(begin)

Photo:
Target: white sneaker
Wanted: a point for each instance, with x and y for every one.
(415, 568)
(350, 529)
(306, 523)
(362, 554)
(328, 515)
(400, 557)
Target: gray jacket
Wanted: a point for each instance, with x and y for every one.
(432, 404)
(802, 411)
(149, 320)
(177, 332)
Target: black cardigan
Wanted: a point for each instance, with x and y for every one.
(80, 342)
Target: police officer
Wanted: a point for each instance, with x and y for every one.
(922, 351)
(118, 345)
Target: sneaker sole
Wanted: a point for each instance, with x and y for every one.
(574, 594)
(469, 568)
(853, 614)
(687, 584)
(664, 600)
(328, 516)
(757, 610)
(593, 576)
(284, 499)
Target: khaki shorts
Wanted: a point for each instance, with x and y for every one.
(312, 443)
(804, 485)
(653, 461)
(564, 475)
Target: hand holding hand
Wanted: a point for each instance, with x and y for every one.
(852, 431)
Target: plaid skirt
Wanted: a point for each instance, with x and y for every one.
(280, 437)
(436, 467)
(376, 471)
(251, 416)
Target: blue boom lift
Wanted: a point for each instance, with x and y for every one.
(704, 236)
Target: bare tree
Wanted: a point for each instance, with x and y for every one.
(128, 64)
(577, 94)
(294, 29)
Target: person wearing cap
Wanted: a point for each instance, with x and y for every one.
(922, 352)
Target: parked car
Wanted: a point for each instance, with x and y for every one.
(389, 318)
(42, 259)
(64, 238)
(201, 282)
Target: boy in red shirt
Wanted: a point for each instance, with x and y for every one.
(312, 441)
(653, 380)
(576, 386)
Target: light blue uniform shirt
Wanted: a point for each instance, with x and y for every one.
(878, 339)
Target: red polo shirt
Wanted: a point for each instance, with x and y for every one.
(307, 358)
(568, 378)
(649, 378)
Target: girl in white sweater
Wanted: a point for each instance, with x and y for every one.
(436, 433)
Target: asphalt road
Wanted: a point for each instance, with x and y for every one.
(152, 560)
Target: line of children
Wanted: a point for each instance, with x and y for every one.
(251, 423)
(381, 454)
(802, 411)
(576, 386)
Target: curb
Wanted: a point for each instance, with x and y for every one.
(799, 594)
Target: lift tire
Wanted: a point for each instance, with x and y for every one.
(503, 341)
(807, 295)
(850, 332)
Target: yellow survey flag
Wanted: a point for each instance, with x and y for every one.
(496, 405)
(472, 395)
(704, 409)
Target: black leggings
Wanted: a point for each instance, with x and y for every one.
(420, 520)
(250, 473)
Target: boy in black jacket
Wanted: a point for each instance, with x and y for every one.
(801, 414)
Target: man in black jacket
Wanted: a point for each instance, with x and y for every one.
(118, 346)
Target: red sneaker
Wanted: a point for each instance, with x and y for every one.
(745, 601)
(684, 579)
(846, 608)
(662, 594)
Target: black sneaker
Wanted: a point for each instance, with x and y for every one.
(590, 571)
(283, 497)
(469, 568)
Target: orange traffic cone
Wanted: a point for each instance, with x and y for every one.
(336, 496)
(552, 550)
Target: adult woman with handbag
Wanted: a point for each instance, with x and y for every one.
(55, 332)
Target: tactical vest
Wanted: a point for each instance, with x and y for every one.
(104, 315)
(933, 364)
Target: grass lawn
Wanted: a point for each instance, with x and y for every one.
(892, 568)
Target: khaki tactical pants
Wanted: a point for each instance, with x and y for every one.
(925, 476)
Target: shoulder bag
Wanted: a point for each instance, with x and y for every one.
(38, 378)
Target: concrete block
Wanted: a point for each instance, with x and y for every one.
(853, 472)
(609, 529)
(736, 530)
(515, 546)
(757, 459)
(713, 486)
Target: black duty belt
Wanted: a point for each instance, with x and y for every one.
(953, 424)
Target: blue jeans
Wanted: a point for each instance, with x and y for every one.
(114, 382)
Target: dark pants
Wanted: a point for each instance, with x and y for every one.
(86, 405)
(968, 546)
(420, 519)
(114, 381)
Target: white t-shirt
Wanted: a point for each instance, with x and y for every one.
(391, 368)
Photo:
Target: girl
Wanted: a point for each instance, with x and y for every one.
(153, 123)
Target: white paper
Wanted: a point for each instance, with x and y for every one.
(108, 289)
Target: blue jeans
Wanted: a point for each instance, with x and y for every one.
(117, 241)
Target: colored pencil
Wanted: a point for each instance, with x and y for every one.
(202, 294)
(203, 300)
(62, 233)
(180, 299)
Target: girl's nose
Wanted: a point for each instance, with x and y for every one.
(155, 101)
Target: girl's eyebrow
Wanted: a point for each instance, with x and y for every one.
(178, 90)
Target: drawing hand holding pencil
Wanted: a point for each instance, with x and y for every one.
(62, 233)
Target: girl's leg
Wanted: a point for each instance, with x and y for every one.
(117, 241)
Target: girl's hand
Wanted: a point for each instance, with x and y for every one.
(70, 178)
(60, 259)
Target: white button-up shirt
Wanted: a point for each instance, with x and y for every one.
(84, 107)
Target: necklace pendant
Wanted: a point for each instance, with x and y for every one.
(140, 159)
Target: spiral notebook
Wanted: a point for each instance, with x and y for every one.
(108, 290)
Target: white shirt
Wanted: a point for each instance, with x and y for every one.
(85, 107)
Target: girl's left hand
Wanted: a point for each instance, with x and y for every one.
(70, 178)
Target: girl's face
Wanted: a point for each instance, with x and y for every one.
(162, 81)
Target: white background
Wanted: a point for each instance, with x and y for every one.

(end)

### Stated exercise
Reproduce all of the data above line for line, with no changes.

### Reply
Photo:
Target: white sneaker
Wanted: a point for each instance, with x and y for every one.
(415, 568)
(350, 529)
(306, 523)
(362, 554)
(328, 515)
(400, 557)
Target: gray jacket
Wanted: a point for each instance, with x and y for every one.
(432, 404)
(802, 411)
(149, 320)
(177, 332)
Target: black cardigan
Wanted: a point for each instance, with x and y for every one.
(80, 342)
Target: police officer
Wanted: a point for each instance, with x and y for every one.
(922, 351)
(118, 345)
Target: sneaker sole
Wanted: a point for each instance, with x and y for every one.
(574, 594)
(469, 568)
(853, 614)
(687, 584)
(664, 600)
(328, 516)
(757, 610)
(593, 576)
(284, 499)
Target: khaki shorts
Wanted: a point for each instance, with x and y for every one.
(312, 443)
(804, 485)
(653, 461)
(564, 475)
Target: hand holding hand
Wanted: a point for each instance, with x and y for every one.
(852, 431)
Target: plaid skirt
Wanted: a point for each instance, with x and y for every one.
(280, 437)
(436, 467)
(376, 471)
(251, 416)
Target: blue boom lift
Wanted: a point for each instance, with x and y for every one.
(704, 236)
Target: bare tree
Wanted: a point for each instance, with x and y for every one.
(128, 64)
(577, 94)
(294, 29)
Target: person wearing cap
Wanted: a point for each instance, with x and y for every one.
(922, 352)
Target: parked car
Wanted: a point for each instance, with x and y for every one.
(389, 318)
(42, 259)
(64, 238)
(201, 282)
Target: boy in red shirt
Wanted: a point for each instance, with x and y for every one.
(312, 441)
(653, 380)
(576, 386)
Target: light blue uniform shirt
Wanted: a point for each instance, with x and y for every one.
(878, 339)
Target: red polo shirt
Wanted: a point for each instance, with x and y for every one.
(307, 358)
(568, 378)
(649, 378)
Target: girl in white sweater
Wanted: a point for each instance, with x and y for every one.
(436, 433)
Target: asphalt road
Wanted: a point for each instance, with x and y for every one.
(152, 560)
Target: line of children
Wanted: a point for each instance, with x and y for every one.
(251, 423)
(381, 454)
(802, 411)
(576, 386)
Target: curb
Wanted: a point for each instance, with x and y for every one.
(799, 594)
Target: lift tire
Wanted: a point for each instance, with x and y for every one.
(503, 341)
(807, 295)
(850, 332)
Target: yellow survey flag
Wanted: a point for each instance, with x and y for every one.
(496, 405)
(472, 395)
(704, 409)
Target: black leggings
Wanted: a point for each instance, with x and y for every one.
(420, 520)
(250, 473)
Target: boy in black jacket
Wanted: a point for each instance, with x and y for every one.
(801, 414)
Target: man in black jacket
Wanted: a point for each instance, with x and y for every one.
(118, 346)
Target: red sneaker
Wanted: a point for each instance, with x and y for every one.
(745, 601)
(684, 579)
(846, 608)
(662, 594)
Target: black sneaker
Wanted: a point for each instance, with x and y for every one.
(590, 571)
(283, 497)
(469, 568)
Target: orange traffic cone
Wanted: a point for each instance, with x and y for every one.
(336, 496)
(552, 550)
Target: adult woman with handbag
Wanted: a point for each instance, with x and y for every one.
(55, 332)
Target: tactical vest
Wanted: a point for each instance, with x and y for every one.
(104, 315)
(933, 364)
Target: grass lawn
Wanted: a point for each instance, with x and y for every one.
(892, 568)
Target: khaki tactical pants
Wanted: a point for each instance, with x and y for every one.
(925, 476)
Target: shoulder bag
Wanted: a point for each instance, with x and y for every one.
(38, 378)
Target: concrete block
Wanted: a point for each instance, with x and y for every one.
(853, 472)
(609, 529)
(736, 530)
(515, 546)
(757, 459)
(713, 486)
Target: black duty belt
Wanted: a point for each instance, with x and y for every one.
(953, 424)
Target: blue jeans
Wanted: a point for each instance, with x and y for every one.
(114, 382)
Target: dark pants
Wanted: a point for each instance, with x and y for every one.
(86, 405)
(968, 546)
(420, 519)
(114, 381)
Target: white t-shirt
Wanted: a point for each instance, with x and y for every one.
(391, 368)
Photo:
Target: girl
Wanted: a point for each instance, with x and y for every one.
(153, 123)
Target: white paper
Wanted: a point for each instance, with x and y for every one.
(108, 289)
Target: blue jeans
Wanted: a point for each instance, with x and y for every one.
(117, 241)
Target: colored pencil
Wanted: a point for each instance, with x and y for every one.
(202, 294)
(203, 300)
(62, 233)
(180, 299)
Target: girl's nose
Wanted: a point for each instance, with x and y for every one.
(155, 101)
Target: girl's eyebrow
Wanted: a point for each instance, with x and y for every one.
(178, 90)
Target: drawing hand holding pencil
Wanted: a point for each instance, with x and y for every one.
(62, 233)
Target: girl's leg
Wanted: a point for each instance, with x and y for every one.
(117, 241)
Target: girl's hand
Wanted: a point for each instance, with x and y for every one.
(70, 178)
(60, 259)
Target: white button-up shirt
Wanted: a point for each instance, with x and y for every one.
(84, 107)
Target: necklace pendant
Wanted: a point for each instance, with x and y for every one.
(140, 159)
Target: spiral notebook
Wanted: a point for each instance, with x and y for every one.
(108, 290)
Target: white shirt
Wanted: a point for each instance, with x and y for every one.
(85, 107)
Target: girl's left hand
Wanted: a point for each instance, with x and y for every one.
(70, 178)
Target: girl's face
Wanted: a point for each instance, with x and y for every one.
(162, 81)
Target: white background
Wanted: a point for each instance, with x and y for every one.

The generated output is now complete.